From the passage on joke bomb threats and the law, reproduce everything from "It is obvious" down to "by such acts.".

• **Text section**:

______

It has been argued, unsuccessfully, that the statute doesn't apply to such statements made in jest. In a case much like the one related, a passenger told the ticket agent that he had a bomb in his brief case. Investigation, after his apprehension by agents of the F.B.I., revealed that he did have a "bomb”—an aerosol can plainly marked “bug bomb." The court, in responding to his claim of innocent humor stated:

There is no doubt but what the statement that he had a bomb in his brief case was made in jest, but the peculiar sense of humor attributable to this defendant does not lessen the seriousness of the legal consequences of his acts.

The court continued:

It is obvious that Congress intended by this section [18 U.S.C. 35] to prohibit exactly what happened here. We cannot help but take judicial notice of similar situations elsewhere where individuals of a completely distorted sense of humor or pranksters with juvenile minds have caused expensive delays, investigations, hardships, and induced fear by such acts.

______

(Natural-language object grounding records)
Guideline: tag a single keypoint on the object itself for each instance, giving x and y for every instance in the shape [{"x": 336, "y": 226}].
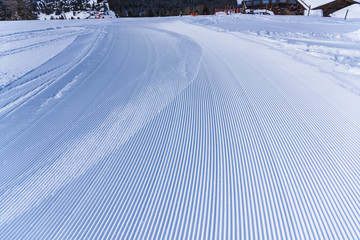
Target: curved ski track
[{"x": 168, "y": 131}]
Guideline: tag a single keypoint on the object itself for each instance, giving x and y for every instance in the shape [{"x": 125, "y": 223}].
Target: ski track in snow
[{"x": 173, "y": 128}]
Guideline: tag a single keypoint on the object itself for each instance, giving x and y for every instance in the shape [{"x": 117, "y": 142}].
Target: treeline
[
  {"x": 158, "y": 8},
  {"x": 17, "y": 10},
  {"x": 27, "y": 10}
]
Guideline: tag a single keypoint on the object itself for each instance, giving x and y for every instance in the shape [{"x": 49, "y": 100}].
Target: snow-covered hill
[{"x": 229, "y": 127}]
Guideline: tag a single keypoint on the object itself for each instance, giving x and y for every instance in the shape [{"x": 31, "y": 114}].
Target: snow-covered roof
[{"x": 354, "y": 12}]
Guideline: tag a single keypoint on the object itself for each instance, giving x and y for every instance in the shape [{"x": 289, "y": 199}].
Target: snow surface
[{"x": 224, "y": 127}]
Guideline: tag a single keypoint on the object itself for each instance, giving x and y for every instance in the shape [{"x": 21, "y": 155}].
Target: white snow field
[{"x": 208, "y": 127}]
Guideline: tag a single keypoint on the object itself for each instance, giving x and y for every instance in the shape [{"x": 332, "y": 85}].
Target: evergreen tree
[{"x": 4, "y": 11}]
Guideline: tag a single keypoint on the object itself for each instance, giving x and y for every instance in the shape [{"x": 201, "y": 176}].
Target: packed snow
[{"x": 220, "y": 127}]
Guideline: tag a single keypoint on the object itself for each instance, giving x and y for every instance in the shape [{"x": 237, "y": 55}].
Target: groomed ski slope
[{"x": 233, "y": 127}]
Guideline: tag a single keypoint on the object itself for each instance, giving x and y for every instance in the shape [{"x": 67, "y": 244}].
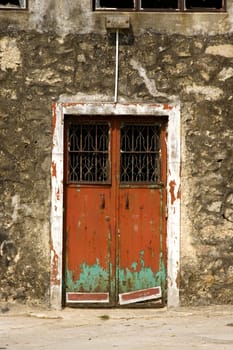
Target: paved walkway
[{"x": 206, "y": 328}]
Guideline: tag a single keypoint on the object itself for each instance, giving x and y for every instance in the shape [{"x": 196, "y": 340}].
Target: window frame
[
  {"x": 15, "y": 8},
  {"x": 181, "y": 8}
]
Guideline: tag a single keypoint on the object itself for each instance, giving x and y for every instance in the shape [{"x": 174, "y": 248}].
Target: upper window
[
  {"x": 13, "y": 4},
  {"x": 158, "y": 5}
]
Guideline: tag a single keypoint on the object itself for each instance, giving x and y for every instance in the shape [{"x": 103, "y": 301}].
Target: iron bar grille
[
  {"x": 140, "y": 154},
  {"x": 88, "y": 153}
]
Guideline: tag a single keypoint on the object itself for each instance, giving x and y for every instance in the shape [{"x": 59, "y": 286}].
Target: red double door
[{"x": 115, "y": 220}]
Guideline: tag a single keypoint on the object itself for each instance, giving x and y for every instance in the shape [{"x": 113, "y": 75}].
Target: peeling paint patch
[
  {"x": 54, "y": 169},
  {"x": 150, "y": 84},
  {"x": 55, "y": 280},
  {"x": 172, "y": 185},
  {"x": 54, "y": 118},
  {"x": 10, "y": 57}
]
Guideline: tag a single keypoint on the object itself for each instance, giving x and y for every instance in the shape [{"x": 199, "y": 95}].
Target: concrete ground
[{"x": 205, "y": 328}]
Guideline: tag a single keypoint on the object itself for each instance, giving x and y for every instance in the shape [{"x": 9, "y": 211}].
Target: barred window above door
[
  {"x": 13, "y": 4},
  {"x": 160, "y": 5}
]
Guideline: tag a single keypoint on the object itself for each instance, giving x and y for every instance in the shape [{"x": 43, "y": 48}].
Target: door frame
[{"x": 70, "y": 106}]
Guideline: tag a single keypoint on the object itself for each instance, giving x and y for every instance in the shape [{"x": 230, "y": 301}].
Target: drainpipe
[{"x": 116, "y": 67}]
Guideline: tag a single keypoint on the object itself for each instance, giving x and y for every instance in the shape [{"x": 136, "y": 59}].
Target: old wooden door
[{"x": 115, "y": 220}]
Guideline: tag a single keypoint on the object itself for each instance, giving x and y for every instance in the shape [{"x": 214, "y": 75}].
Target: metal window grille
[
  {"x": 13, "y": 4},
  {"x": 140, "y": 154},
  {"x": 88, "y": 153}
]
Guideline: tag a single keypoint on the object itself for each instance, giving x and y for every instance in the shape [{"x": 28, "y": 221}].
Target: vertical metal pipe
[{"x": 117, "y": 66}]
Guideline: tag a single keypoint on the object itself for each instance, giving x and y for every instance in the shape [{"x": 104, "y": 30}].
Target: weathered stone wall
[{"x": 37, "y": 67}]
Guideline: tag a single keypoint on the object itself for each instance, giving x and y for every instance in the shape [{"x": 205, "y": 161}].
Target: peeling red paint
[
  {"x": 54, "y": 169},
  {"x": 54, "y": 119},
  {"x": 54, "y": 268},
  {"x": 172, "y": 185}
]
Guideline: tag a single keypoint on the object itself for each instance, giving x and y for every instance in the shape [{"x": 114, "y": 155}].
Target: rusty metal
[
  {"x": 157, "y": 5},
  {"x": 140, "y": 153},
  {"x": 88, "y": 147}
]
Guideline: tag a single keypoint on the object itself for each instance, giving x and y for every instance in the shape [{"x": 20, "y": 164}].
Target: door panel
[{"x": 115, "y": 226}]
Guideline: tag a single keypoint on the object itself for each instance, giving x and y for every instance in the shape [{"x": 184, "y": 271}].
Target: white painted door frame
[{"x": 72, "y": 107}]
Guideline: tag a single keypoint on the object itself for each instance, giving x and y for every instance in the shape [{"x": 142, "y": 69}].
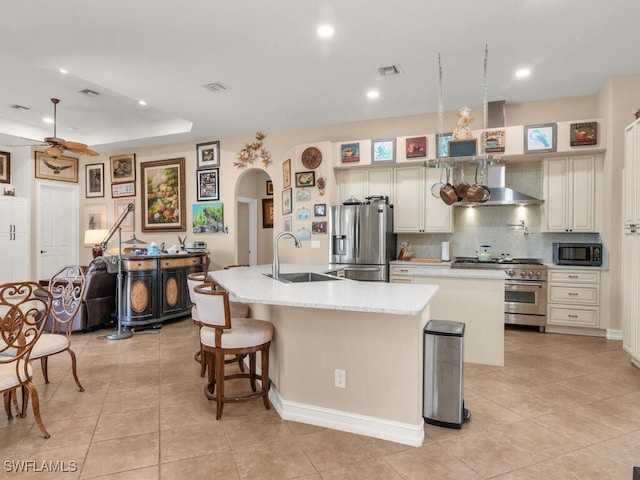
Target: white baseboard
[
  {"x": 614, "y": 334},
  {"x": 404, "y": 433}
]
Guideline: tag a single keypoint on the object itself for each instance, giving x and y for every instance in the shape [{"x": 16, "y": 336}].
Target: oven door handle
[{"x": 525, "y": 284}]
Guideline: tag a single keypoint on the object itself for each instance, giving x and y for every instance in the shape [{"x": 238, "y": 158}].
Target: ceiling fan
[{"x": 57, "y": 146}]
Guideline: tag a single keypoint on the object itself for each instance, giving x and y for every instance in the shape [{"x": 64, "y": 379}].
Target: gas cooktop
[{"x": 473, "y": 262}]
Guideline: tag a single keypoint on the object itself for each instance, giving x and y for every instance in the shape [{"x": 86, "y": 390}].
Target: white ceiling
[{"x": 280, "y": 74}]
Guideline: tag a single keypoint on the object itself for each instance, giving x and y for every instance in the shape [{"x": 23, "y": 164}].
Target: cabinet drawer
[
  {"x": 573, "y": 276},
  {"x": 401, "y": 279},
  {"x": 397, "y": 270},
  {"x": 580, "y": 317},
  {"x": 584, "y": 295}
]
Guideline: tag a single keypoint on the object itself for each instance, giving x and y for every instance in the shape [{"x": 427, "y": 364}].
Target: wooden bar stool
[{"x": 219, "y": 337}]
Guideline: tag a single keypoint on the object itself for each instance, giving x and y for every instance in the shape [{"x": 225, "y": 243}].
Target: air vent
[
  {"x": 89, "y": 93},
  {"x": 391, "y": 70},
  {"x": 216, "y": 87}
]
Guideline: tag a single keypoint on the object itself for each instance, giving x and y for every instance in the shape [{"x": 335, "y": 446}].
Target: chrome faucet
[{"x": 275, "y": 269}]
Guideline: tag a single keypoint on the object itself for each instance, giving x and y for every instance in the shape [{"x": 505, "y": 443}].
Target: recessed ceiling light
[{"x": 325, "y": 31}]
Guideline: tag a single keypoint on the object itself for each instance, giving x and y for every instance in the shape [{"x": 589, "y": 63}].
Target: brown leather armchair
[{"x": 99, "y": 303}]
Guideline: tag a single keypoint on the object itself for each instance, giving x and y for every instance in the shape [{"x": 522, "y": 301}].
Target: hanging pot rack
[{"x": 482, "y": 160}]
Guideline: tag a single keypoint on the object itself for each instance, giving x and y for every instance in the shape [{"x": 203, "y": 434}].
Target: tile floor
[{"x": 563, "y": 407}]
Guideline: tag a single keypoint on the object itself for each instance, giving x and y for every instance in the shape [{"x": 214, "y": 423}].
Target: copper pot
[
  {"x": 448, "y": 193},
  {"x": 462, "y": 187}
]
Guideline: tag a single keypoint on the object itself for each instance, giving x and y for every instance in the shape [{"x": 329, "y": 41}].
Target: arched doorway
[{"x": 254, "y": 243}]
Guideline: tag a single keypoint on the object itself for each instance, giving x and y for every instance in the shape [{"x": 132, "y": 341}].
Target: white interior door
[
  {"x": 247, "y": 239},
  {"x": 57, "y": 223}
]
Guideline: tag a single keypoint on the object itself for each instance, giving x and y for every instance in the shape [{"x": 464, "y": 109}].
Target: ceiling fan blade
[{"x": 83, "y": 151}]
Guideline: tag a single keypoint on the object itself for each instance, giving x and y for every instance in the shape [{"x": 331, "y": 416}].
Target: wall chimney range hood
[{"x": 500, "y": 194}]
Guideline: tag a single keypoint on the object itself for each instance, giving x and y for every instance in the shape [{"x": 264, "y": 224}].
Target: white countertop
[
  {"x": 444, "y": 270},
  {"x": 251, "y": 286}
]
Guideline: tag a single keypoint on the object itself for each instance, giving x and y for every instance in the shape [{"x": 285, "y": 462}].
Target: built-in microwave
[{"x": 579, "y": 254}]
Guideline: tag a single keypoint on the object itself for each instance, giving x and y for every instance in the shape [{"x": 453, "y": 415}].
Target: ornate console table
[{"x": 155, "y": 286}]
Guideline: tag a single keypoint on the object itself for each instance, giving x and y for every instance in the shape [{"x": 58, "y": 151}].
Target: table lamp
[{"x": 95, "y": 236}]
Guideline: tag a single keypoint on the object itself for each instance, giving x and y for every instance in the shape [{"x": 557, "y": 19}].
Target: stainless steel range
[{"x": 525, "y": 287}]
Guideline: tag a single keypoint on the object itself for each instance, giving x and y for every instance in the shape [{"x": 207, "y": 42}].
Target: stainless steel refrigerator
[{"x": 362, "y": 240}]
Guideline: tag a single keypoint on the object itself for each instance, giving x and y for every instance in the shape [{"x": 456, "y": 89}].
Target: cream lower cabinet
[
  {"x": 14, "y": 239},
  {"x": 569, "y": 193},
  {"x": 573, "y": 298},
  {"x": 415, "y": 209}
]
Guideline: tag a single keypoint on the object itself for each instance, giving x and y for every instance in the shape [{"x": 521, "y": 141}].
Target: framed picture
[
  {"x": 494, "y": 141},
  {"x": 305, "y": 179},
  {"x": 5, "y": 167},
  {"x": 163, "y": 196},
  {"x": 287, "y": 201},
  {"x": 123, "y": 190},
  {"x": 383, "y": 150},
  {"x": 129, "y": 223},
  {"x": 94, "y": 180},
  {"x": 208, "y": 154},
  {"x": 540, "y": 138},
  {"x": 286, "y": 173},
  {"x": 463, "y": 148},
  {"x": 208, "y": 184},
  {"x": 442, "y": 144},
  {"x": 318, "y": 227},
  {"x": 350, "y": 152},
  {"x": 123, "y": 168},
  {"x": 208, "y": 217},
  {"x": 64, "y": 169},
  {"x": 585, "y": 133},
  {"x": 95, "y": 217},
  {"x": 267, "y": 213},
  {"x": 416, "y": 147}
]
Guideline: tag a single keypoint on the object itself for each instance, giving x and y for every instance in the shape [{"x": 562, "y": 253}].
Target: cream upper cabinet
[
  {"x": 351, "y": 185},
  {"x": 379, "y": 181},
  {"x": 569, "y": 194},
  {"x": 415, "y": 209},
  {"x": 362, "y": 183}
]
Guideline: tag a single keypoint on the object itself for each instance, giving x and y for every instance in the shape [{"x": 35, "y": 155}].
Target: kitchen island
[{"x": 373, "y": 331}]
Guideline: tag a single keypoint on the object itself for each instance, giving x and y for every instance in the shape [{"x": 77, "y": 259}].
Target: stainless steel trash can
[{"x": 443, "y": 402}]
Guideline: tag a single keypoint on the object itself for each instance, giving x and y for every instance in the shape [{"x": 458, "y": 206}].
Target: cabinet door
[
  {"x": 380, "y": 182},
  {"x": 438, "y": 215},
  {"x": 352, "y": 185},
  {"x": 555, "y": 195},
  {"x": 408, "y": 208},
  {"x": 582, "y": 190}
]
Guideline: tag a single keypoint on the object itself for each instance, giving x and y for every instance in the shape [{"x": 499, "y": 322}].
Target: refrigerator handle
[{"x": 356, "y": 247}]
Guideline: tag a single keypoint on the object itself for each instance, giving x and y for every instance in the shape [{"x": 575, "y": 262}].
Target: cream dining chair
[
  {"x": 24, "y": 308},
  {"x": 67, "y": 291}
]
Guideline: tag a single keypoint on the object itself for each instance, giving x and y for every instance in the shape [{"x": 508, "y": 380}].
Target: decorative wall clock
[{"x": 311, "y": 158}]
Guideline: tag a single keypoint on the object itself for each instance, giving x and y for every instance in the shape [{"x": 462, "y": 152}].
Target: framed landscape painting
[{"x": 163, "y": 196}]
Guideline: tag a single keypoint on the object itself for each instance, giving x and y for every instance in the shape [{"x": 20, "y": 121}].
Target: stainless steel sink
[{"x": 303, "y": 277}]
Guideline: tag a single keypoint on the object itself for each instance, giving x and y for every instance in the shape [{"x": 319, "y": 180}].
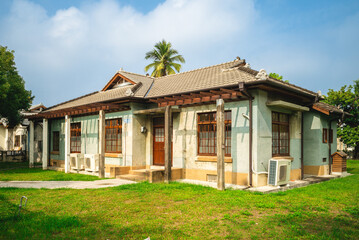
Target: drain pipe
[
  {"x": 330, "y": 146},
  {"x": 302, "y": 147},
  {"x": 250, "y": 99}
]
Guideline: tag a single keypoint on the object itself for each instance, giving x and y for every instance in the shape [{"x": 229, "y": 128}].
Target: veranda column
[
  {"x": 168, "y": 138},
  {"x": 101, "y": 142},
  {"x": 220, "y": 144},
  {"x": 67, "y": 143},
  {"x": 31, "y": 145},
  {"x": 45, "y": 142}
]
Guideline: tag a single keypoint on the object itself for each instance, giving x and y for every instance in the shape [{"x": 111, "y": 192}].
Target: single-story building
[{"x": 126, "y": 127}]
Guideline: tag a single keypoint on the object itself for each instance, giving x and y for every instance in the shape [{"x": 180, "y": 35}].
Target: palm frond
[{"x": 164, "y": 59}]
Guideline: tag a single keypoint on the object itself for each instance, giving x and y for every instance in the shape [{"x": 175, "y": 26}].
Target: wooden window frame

______

• **Written reply**:
It is obvious that Congress intended by this section [18 U.S.C. 35] to prohibit exactly what happened here. We cannot help but take judicial notice of similar situations elsewhere where individuals of a completely distorted sense of humor or pranksters with juvenile minds have caused expensive delays, investigations, hardships, and induced fear by such acts.